=== Problem to solve ===
Reproduce the listing verbatim.

'''

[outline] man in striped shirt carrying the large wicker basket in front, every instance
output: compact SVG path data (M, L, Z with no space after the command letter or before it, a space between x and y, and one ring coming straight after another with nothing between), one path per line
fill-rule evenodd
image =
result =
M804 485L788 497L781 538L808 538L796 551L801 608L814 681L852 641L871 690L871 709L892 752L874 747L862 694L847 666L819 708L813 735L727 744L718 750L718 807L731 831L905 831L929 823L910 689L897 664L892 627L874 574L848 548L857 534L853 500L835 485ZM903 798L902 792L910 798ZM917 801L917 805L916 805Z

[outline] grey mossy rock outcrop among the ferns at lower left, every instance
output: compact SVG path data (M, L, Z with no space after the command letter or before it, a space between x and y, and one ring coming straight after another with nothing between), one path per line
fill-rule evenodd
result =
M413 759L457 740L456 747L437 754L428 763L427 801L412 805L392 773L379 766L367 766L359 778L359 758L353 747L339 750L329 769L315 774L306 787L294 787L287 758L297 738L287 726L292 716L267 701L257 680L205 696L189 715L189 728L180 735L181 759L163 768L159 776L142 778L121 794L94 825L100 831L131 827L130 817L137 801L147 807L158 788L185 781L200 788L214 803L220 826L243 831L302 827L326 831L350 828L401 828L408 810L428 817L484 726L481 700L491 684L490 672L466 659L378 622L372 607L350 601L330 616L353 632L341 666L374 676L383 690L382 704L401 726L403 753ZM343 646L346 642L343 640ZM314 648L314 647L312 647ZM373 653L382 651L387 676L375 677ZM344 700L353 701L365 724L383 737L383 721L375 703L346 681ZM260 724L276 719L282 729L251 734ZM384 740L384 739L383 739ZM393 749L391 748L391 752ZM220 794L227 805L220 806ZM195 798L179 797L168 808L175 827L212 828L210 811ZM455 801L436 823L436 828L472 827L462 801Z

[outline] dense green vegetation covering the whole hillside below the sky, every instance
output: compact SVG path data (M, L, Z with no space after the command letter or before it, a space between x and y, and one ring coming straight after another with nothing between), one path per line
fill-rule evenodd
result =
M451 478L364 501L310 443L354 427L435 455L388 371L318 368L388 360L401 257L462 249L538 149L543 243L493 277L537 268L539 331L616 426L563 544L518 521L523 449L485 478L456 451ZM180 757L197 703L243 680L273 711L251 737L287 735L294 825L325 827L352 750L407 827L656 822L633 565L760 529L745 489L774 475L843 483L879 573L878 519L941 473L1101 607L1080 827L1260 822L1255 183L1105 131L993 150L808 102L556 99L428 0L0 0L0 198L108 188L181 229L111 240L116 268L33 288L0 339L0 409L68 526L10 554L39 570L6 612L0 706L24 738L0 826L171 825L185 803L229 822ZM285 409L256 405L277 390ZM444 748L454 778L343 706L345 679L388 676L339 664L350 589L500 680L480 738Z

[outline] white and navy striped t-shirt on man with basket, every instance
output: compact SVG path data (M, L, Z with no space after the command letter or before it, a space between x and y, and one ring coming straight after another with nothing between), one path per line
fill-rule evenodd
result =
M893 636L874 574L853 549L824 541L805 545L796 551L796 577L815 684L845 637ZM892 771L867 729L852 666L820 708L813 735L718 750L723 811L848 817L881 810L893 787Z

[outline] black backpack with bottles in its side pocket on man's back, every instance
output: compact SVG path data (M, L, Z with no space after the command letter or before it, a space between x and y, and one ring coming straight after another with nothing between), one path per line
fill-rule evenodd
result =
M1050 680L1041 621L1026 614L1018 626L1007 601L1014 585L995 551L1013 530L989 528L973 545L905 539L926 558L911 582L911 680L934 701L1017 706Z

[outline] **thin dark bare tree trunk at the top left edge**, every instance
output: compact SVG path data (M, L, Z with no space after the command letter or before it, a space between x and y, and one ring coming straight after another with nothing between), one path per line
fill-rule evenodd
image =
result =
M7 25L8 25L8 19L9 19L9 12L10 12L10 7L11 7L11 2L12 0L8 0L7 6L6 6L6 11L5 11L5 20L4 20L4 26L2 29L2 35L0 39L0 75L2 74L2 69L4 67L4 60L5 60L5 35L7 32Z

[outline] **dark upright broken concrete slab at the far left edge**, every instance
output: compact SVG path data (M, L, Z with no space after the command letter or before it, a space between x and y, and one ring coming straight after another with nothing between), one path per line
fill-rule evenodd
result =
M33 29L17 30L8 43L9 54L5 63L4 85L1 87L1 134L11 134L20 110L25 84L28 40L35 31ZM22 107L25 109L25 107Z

'''

=== Your solution ===
[outline] man in striped shirt carrying the large wicker basket in front, every instance
output: compact SVG path data (M, L, Z with no space after the command letter or before it, a space between x and y, and one ring coming straight after another with nothing between), one path per line
fill-rule evenodd
image =
result =
M804 485L788 497L781 538L808 538L796 551L801 608L814 681L852 641L871 690L871 709L892 752L874 747L862 694L847 666L819 708L813 735L727 744L718 750L718 807L731 831L905 831L929 823L910 689L897 664L892 627L874 574L848 548L857 534L853 500L835 485ZM903 798L902 792L910 798ZM917 801L917 805L916 805Z

[outline] grey mossy rock outcrop among the ferns at lower left, every instance
output: compact SVG path data (M, L, Z with no space after the command letter or before it, a space between x and y, and one ring coming straight after another with nothing between), one path per line
fill-rule evenodd
result =
M413 759L457 740L456 747L437 754L428 763L427 801L412 805L392 773L379 766L367 766L359 778L359 758L353 747L339 750L329 769L315 774L306 787L294 787L287 758L297 738L287 726L292 716L267 701L257 680L205 696L189 715L189 728L180 735L181 759L163 768L159 776L142 778L121 794L94 825L100 831L131 827L130 817L137 801L147 807L158 788L185 781L200 788L214 803L220 826L243 831L302 827L326 831L350 828L401 828L408 810L428 817L484 726L481 700L491 684L490 672L466 659L378 622L372 607L350 601L330 616L353 632L341 666L374 676L383 690L382 704L401 726L403 753ZM343 646L346 642L343 640ZM314 648L314 647L312 647ZM373 653L382 651L387 676L375 677ZM344 700L353 701L365 724L383 737L383 721L375 703L346 681ZM260 724L276 719L282 729L251 734ZM384 740L384 739L383 739ZM393 749L391 748L391 752ZM220 794L227 805L220 806ZM195 798L179 797L168 808L175 827L212 828L210 811ZM455 801L436 823L436 828L472 827L462 801Z

[outline] dense green vegetation covering the whole hillside below the sky, every instance
output: compact SVG path data (M, L, Z with no space after the command letter or before it, a space between x and y, and one ring coming straight after another with nothing between), one path per line
fill-rule evenodd
result =
M451 478L364 501L310 443L354 427L435 455L388 371L318 368L388 360L401 257L462 249L538 149L543 243L493 277L537 268L539 331L616 426L563 544L518 521L523 449L485 478L456 451ZM180 757L197 703L243 680L273 711L251 737L287 735L294 825L325 827L352 750L407 827L656 822L633 565L760 529L745 489L774 475L843 483L879 573L878 519L941 473L1101 607L1080 827L1260 822L1255 183L1105 131L993 150L808 102L556 99L428 0L0 0L0 198L108 188L181 229L111 240L116 268L33 288L0 339L0 409L68 526L10 554L39 570L6 612L0 706L24 738L0 826L171 825L185 803L229 822ZM285 409L256 405L277 390ZM444 748L454 778L343 706L345 679L388 676L339 664L350 589L500 680L480 738Z

[outline] white and navy striped t-shirt on man with basket, every instance
output: compact SVG path data (M, L, Z with no space after the command letter or before it, a space between x and y, and one ring coming straight after another with nothing between), one path per line
fill-rule evenodd
result =
M893 636L874 574L853 549L824 541L805 545L796 551L796 577L815 684L845 637ZM892 771L867 729L852 666L820 708L813 735L718 750L723 811L848 817L881 810L893 787Z

[outline] black backpack with bottles in its side pocket on man's back, every instance
output: compact SVG path data (M, L, Z with no space after the command letter or before it, a space between x and y, and one ring coming straight after another with nothing between), one path per line
fill-rule evenodd
result =
M1050 680L1041 621L1026 614L1018 626L1007 601L1014 585L995 551L1013 530L989 528L973 545L905 539L926 558L911 582L911 680L934 701L1017 706Z

[outline] **thin dark bare tree trunk at the top left edge**, every instance
output: compact SVG path data (M, L, Z with no space after the command letter or before it, a space between x and y, and one ring coming straight after another with nothing between), one path per line
fill-rule evenodd
image =
result =
M7 25L8 25L8 19L9 19L9 12L10 12L10 7L11 7L11 2L12 0L8 0L7 6L6 6L6 11L5 11L5 20L4 20L4 26L2 29L2 35L0 39L0 75L2 74L2 69L4 67L4 60L5 60L5 35L7 32Z

[outline] **dark upright broken concrete slab at the far left edge**, every instance
output: compact SVG path data (M, L, Z with no space after the command letter or before it, a space between x and y, and one ring coming straight after another with nothing between), one path per line
fill-rule evenodd
result =
M33 29L17 30L8 43L9 54L5 63L4 85L1 87L1 134L11 134L20 110L25 84L28 40L35 31ZM22 107L25 109L25 107Z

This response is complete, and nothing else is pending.